[EXERCISE PASSAGE]
▼

Australia finally gives cystic fibrosis patients access to Kalydeco
After months of wrangling, Australia has listed Vertex’ cystic fibrosis (CF) therapy Kalydeco in the Pharmaceutical Benefits Scheme, finally giving patients access to the new drug.
Negotiations over pricing of Kalydeco (ivacaftor) have been dragging on since the drug was approved in Australia in July 2013, even though the Pharmaceutical Benefits Advisory Committee (PBAC) recommend it should be made available to patients with a form of CF caused by the G551D mutation.
The PBAC baulked at Kaydeco’s price tag of A$300,000 a year per patient, however, holding up the drug’s addition to the PBS. Now, the government has agreed a pay-for-performance deal with Vertex that should help the 250 eligible CF patients in Australia gain access to the drug but will also double the amount the Government spends annually on treatments for CF.
If the patient does not respond at all the cost of the drug should be repaid by the sponsor, while for partial responders only a portion of the total cost would be subsidised, according to panel recommendations published last year. The specific details of the pay-for-performance arrangement remain confidential.
Frustrated CF patients and their families who had mounted a social media campaign (#yestokalydeco) to vent their displeasure at the delay have taken to Twitter to celebrate the verdict.
Faye Upston tweeted: “ThAnK YoU!!!! For saying #YesToKalydeco, this decision will save hundreds of lives including my own.”
“With this treatment many patients can experience an improved quality of life, with an improved lung function, weight and reductions in hospitalisation, including hospital in the home,” said Australia’s Department of Health in a statement.

▲

Saved entries
▼

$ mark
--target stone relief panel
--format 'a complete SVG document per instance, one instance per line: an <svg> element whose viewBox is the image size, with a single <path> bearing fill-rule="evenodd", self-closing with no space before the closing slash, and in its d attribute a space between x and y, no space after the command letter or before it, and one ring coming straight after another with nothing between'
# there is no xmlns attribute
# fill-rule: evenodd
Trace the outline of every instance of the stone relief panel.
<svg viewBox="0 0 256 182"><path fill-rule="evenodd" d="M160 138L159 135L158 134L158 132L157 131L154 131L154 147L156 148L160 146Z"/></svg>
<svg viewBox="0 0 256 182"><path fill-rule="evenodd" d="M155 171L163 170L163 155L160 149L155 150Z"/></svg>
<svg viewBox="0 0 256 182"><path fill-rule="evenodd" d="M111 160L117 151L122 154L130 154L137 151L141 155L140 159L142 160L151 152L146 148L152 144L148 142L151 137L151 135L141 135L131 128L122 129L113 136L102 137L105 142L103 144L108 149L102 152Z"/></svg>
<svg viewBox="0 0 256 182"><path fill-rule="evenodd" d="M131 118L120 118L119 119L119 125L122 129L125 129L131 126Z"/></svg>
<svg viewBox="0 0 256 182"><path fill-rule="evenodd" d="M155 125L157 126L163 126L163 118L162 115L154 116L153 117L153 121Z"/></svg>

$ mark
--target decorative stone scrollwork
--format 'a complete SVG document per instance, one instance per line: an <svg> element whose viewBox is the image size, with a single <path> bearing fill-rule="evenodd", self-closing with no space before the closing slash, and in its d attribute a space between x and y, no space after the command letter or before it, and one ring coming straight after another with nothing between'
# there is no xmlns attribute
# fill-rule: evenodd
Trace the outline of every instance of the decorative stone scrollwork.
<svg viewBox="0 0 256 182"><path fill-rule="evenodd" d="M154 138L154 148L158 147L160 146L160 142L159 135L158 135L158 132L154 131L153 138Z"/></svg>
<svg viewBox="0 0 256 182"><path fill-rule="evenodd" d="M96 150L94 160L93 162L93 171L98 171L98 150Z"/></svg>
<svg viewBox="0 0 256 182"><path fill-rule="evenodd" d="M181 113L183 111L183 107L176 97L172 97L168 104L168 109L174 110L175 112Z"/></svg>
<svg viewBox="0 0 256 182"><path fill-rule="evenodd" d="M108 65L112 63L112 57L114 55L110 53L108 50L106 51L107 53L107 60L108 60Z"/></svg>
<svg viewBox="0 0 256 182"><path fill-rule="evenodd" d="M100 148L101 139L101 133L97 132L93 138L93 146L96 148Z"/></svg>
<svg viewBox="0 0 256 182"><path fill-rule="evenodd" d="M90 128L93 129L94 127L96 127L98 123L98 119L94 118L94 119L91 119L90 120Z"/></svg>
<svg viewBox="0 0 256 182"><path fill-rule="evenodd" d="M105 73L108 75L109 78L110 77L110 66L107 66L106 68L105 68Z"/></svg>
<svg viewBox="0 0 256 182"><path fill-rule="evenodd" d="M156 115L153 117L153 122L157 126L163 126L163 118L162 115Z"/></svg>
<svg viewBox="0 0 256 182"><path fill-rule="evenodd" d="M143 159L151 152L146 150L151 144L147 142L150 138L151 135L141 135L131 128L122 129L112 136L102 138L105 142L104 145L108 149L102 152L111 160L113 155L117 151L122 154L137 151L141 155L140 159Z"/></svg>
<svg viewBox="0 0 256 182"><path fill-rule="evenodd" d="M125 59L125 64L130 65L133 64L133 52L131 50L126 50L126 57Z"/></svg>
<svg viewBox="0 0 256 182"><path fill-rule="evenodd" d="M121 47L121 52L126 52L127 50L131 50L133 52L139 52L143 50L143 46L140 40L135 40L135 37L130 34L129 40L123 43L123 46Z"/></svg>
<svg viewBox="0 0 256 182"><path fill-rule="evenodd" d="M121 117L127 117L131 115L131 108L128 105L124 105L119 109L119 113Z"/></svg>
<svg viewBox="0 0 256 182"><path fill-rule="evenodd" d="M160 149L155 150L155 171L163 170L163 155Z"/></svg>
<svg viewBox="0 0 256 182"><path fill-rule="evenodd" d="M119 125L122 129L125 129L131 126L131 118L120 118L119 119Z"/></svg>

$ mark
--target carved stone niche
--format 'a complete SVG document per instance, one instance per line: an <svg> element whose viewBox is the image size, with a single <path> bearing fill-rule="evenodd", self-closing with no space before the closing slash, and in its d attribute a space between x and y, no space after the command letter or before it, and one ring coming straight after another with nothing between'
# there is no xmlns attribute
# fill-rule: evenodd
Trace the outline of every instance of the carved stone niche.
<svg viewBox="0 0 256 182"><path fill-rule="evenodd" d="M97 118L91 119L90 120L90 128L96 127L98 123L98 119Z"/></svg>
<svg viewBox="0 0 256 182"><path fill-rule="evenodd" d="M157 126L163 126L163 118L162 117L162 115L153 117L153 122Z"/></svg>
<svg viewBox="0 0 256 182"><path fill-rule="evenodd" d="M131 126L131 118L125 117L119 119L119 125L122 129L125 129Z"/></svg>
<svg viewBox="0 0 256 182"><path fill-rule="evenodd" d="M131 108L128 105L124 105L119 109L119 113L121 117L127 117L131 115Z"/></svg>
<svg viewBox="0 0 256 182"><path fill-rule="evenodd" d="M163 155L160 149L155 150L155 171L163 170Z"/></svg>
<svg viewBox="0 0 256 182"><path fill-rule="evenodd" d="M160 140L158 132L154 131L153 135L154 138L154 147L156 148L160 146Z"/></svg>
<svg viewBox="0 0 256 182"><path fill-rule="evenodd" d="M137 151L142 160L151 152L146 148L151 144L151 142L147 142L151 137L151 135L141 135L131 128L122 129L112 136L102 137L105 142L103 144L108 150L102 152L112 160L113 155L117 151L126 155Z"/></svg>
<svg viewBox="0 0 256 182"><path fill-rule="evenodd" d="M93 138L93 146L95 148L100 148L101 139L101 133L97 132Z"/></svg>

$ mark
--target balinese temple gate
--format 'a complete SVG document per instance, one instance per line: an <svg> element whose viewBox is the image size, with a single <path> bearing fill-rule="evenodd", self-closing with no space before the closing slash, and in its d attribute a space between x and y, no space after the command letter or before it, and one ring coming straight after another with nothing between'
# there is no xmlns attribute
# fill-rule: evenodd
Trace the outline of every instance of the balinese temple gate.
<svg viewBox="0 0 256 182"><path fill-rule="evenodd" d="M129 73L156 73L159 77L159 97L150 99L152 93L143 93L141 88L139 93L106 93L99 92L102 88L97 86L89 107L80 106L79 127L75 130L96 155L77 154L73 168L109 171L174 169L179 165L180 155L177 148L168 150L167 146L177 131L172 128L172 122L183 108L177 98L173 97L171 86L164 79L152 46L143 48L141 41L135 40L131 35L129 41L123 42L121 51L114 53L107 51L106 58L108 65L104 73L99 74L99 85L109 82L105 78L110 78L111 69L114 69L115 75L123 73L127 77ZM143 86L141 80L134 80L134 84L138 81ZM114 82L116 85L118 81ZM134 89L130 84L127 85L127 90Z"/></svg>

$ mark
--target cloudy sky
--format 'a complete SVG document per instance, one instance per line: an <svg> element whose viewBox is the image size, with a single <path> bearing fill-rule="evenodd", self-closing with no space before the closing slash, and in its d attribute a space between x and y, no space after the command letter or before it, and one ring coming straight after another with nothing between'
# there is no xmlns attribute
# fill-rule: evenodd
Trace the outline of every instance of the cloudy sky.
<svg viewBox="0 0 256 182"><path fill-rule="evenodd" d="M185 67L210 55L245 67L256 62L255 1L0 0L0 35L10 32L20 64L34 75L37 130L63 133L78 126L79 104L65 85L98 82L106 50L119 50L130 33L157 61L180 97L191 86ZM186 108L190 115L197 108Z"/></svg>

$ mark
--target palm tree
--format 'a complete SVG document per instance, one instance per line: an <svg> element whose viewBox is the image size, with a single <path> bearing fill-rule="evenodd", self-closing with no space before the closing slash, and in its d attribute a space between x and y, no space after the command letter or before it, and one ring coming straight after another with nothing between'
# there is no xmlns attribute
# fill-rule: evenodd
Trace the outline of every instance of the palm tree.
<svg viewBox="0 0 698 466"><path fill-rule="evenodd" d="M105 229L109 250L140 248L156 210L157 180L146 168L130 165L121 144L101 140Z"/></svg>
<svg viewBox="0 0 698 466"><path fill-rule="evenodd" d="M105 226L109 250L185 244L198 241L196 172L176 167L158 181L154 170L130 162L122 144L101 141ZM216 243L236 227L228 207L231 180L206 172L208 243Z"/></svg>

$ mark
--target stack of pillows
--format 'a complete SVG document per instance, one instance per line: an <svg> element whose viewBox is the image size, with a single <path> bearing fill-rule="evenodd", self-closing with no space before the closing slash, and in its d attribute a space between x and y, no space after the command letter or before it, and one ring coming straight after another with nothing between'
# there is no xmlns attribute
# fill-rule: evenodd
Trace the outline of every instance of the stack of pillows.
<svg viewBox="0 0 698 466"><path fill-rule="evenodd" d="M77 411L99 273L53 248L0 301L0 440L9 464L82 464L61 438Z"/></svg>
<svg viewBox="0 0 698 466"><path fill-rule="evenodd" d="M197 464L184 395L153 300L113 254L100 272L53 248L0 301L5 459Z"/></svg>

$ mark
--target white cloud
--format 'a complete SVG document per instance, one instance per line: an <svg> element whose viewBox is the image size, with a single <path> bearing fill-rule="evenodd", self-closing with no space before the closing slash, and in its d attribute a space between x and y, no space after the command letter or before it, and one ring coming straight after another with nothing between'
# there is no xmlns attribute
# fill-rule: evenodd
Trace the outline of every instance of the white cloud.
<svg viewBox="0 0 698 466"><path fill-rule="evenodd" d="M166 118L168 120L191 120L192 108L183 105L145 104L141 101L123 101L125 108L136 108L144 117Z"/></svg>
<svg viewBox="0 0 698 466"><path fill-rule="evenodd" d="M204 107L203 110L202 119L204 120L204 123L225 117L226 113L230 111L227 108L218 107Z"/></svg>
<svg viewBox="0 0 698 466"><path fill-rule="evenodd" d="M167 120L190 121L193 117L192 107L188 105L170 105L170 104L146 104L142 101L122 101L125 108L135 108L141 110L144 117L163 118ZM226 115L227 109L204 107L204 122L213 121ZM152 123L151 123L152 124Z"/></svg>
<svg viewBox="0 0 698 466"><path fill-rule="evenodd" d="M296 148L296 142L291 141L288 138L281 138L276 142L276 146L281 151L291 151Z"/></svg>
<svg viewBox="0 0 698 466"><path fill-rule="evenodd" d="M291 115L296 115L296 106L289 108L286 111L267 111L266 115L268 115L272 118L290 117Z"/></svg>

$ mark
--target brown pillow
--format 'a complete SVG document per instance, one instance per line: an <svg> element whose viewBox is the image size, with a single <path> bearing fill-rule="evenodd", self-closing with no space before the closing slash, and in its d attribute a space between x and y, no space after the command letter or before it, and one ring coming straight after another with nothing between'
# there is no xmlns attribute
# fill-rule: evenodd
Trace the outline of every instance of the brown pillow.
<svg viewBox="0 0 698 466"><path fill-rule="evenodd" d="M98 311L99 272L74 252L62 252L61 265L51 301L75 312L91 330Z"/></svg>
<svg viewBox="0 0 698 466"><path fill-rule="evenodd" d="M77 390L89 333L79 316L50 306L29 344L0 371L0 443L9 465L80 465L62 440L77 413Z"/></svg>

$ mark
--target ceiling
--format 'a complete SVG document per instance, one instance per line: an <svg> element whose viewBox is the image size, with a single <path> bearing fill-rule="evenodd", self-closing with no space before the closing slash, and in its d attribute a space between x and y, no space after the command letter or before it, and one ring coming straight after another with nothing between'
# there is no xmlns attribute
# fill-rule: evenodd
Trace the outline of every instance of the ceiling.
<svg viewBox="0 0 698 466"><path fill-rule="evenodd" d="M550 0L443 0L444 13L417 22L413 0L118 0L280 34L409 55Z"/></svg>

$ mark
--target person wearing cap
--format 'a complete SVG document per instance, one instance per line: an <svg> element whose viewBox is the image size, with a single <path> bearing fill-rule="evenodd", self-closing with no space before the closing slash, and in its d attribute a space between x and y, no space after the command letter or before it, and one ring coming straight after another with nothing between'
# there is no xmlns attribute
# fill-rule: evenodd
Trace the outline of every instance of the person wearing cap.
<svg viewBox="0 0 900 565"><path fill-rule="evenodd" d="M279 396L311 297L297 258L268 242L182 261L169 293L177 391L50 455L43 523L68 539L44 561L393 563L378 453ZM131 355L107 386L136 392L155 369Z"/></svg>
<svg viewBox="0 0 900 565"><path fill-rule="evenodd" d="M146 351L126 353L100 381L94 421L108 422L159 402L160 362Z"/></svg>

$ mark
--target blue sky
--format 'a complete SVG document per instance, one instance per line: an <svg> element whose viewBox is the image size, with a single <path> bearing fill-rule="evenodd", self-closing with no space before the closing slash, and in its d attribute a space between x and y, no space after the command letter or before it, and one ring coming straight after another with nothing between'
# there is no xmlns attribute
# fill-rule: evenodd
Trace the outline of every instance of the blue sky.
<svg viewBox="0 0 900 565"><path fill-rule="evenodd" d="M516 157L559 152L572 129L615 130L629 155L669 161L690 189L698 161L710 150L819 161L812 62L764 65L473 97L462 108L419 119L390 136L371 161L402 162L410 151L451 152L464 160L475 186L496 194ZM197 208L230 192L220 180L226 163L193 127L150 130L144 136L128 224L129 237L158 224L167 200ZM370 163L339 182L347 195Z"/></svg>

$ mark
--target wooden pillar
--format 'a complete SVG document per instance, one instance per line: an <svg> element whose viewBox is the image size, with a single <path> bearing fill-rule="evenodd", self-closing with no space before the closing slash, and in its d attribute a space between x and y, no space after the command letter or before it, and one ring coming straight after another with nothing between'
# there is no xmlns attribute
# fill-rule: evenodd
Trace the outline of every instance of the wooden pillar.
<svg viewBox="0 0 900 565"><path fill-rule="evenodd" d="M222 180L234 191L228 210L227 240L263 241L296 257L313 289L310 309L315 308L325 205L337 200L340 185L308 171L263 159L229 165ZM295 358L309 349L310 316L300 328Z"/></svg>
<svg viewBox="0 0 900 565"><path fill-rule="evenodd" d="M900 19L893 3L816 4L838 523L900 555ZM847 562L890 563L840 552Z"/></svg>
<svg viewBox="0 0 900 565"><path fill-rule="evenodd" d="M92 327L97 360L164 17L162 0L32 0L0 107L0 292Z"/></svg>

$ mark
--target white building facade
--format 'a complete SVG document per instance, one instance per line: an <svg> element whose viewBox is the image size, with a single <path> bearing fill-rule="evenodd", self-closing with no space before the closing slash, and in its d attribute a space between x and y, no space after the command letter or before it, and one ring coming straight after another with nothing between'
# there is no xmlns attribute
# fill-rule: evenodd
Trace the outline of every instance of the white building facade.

▲

[WORK REQUEST 1] Using the Kalydeco article, decide whether each statement agrees with it: (a) Kalydeco was approved in Australia in July 2013; (b) the specific details of the pay-for-performance arrangement have been made public; (c) the deal with Vertex will lower what the Government spends each year on CF treatments. Answer yes or no for each, and quote the words of the article that decide it.
[WORK REQUEST 2] According to the Kalydeco article, why was the drug's addition to the Pharmaceutical Benefits Scheme held up?

[WRITTEN SOLUTION 1]
(a) Yes: "since the drug was approved in Australia in July 2013"
(b) No: "The specific details of the pay-for-performance arrangement remain confidential."
(c) No: "will also double the amount the Government spends annually on treatments for CF"

[WRITTEN SOLUTION 2] The PBAC balked at Kalydeco's price of A$300,000 a year per patient. That held up the drug's addition to the PBS.